═════ Records for the exercise ═════

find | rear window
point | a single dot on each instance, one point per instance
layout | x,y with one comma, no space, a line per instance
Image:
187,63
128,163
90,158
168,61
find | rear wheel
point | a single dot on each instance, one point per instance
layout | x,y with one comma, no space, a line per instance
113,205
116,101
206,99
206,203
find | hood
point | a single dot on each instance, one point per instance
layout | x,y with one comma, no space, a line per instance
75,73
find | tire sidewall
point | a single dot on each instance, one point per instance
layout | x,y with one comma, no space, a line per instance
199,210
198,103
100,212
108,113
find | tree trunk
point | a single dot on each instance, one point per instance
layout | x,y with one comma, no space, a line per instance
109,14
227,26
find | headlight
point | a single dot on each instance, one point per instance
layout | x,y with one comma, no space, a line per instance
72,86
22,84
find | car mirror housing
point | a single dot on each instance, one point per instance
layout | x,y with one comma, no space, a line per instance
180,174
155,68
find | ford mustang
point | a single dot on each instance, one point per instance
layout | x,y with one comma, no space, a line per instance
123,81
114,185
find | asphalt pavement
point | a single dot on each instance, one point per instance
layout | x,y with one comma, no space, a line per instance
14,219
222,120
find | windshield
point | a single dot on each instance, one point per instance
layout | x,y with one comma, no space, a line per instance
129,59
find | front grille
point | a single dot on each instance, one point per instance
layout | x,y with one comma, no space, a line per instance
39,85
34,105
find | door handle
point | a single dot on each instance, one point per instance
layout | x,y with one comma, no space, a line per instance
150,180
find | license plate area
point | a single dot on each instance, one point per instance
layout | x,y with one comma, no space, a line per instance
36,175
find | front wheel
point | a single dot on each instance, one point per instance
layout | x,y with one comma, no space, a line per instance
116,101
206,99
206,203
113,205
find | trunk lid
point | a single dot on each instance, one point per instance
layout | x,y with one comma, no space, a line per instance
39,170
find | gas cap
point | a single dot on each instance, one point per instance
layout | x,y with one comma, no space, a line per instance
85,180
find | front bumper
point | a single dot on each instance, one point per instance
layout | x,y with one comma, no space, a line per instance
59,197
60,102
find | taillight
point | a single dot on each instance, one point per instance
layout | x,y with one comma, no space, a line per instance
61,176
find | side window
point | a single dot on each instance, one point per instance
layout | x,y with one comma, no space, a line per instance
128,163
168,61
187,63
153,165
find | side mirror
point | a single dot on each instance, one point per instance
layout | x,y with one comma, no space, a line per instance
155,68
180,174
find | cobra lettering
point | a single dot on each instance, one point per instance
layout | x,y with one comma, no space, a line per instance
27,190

═════
═════ Records for the exercise ═════

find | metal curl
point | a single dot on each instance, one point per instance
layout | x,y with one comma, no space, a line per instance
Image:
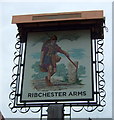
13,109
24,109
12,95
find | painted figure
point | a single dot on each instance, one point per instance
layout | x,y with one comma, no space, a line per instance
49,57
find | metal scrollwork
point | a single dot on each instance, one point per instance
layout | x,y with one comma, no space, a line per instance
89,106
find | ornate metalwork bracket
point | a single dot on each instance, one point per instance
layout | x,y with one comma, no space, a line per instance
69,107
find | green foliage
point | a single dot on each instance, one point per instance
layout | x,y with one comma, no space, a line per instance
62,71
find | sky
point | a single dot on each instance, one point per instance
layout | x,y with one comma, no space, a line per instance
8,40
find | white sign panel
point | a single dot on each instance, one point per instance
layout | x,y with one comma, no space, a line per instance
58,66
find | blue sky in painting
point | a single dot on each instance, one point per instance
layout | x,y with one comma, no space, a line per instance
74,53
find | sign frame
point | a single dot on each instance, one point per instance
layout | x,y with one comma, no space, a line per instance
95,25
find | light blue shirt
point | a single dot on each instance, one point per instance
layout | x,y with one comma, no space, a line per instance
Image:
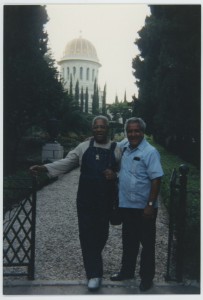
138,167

═════
═════ Records for the exercise ═════

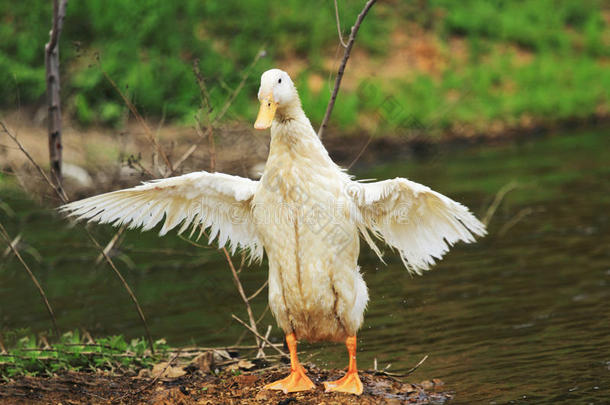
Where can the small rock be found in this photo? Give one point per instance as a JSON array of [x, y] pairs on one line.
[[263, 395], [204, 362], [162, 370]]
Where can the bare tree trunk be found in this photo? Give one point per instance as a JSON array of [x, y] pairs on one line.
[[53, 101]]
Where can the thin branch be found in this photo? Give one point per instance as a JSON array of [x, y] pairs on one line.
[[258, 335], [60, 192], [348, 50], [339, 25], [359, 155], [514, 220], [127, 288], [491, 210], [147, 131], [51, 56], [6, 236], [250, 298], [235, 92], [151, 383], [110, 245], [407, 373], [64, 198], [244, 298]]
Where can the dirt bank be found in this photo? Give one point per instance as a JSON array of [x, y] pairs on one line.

═════

**Stated task**
Show each line of the data above that contains the word "front".

**Output for this task**
find | front grille
find | front wheel
find | front bumper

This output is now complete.